Jeremy Peace, the West Bromwich Albion chairman, last night defended the club's decision to sue the surgeon who, it alleges, was negligent and ended the career of Michael Appleton.
Albion lost their multi-million pound claim against Medhat Mohamed El-Safty after three judges at the Court of Appeal agreed the surgeon owed no duty of care to the football club.
Peace pursued the matter, he said, because of significant losses to Albion after Appleton, a former Manchester United midfield player, injured his knee in a freak accident and underwent three unsuccessful operations. He was forced to retire two years later on November 13, 2003, when the ligaments failed to heal properly.
"This was something we felt compelled to pursue," Peace said. "We knew full well it would have been a ground-breaking decision if the Court of Appeal had ruled in our favour.
"However, given the size of the fee we paid for Michael's services, the losses we suffered on his salary and the cost of finding a replacement, we felt it was a case worth fighting.
"We are very disappointed with the outcome but understand why the Court of Appeal may have been reluctant to set a precedent in this type of case."
Albion signed Appleton from Preston North End for #750,000 on January 18, 2001, on a three-and-a-half year contract. He was seen as a combative midfield player around whom the team could be rebuilt under Gary Megson.
In November 2001, Appleton suffered a knee injury during a training session and Albion referred him to Mr El-Safty, a consultant orthopaedic surgeon specialising in sports injuries.
The surgeon diagnosed an injury to Appleton's right posterior cruciate ligament and recommended reconstructive surgery.
The courts recognised this was negligent advice and that if the injury had been allowed to heal without surgery, Appleton would have been fit again in about four months.

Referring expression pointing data
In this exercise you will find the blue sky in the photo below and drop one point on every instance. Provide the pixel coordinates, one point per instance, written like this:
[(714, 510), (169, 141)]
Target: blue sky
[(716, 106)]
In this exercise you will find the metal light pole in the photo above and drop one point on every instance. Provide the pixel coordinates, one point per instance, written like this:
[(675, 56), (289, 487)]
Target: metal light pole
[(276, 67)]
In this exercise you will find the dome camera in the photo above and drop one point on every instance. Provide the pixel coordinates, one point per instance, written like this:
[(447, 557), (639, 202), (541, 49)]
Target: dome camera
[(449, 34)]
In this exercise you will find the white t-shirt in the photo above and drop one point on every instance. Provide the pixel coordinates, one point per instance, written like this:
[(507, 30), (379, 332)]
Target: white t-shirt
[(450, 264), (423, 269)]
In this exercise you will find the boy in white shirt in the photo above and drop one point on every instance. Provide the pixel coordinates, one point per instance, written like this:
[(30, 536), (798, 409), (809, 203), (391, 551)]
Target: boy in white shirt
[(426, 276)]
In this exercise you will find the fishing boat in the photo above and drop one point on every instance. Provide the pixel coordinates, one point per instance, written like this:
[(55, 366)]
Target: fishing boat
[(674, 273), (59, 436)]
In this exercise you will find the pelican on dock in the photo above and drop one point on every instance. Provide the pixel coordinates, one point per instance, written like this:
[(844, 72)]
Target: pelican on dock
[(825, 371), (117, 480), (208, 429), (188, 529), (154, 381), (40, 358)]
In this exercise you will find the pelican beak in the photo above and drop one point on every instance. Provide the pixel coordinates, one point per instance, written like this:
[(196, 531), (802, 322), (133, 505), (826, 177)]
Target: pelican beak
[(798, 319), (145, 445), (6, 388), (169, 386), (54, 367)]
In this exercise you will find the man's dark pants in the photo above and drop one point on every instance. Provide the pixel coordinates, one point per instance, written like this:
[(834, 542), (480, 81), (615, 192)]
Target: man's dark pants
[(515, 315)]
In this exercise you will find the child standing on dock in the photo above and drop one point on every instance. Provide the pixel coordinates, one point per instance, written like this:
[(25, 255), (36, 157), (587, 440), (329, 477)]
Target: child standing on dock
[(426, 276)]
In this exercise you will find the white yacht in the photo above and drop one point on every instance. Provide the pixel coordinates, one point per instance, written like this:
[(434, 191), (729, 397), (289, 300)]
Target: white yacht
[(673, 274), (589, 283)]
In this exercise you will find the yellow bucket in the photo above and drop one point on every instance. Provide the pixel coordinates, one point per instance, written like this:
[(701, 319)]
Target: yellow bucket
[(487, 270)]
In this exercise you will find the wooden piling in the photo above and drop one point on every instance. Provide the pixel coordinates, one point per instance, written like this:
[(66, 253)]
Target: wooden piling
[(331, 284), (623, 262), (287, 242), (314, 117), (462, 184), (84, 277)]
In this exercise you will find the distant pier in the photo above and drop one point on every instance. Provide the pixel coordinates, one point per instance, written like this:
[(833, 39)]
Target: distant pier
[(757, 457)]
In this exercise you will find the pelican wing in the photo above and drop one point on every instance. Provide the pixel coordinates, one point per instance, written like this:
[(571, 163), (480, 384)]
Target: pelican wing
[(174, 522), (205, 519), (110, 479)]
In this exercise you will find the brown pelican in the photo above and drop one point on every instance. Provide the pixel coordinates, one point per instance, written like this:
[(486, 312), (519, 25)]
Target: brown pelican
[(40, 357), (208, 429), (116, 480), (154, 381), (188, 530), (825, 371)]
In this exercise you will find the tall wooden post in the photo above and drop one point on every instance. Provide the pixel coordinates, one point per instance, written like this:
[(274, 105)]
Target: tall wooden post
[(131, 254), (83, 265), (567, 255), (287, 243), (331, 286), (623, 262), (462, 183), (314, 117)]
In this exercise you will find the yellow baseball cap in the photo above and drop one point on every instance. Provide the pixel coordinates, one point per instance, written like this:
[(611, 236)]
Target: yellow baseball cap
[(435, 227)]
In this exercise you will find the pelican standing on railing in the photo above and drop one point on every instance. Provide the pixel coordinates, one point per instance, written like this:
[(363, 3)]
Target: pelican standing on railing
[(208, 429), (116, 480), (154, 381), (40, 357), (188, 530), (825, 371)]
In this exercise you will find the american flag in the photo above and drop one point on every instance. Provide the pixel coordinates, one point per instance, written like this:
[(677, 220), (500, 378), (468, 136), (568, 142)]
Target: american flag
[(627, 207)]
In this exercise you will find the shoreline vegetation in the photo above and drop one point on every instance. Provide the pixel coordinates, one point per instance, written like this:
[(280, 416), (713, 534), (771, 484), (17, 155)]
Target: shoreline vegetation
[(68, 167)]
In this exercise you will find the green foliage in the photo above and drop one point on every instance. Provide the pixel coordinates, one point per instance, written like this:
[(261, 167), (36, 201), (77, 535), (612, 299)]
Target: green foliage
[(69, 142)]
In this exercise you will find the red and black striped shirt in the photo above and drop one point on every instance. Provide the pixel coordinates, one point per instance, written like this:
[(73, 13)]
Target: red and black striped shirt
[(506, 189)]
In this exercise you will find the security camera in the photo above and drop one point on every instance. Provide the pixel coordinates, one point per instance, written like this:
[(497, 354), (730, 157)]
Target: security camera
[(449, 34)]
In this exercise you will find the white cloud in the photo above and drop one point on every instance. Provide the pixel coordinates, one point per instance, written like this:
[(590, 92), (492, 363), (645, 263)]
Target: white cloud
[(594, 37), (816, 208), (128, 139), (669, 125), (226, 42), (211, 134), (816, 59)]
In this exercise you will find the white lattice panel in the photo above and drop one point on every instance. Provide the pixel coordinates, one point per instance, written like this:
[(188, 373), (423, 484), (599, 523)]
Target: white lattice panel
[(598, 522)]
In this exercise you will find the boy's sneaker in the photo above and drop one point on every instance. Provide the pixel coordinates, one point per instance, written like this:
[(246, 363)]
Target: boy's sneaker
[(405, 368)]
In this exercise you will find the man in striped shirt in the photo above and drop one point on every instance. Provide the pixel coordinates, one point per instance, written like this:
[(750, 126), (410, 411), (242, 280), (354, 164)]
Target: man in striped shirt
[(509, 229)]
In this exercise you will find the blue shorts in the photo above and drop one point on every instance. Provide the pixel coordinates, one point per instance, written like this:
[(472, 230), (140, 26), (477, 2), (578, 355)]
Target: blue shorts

Task requirements =>
a: Copy the part of the article on Albion's lawsuit starting with "Jeremy Peace, the" and going on through "to heal properly.".
b: According to the article on Albion's lawsuit, on what date was Appleton forced to retire?
c: Put this sentence from the article on Albion's lawsuit into Spanish: "The surgeon diagnosed an injury to Appleton's right posterior cruciate ligament and recommended reconstructive surgery."
Rely only on the article for everything that comes next.

Solutions below =>
a:
Jeremy Peace, the West Bromwich Albion chairman, last night defended the club's decision to sue the surgeon who, it alleges, was negligent and ended the career of Michael Appleton.
Albion lost their multi-million pound claim against Medhat Mohamed El-Safty after three judges at the Court of Appeal agreed the surgeon owed no duty of care to the football club.
Peace pursued the matter, he said, because of significant losses to Albion after Appleton, a former Manchester United midfield player, injured his knee in a freak accident and underwent three unsuccessful operations. He was forced to retire two years later on November 13, 2003, when the ligaments failed to heal properly.

b: November 13, 2003

c: El cirujano diagnosticó una lesión en el ligamento cruzado posterior derecho de Appleton y recomendó una cirugía reconstructiva.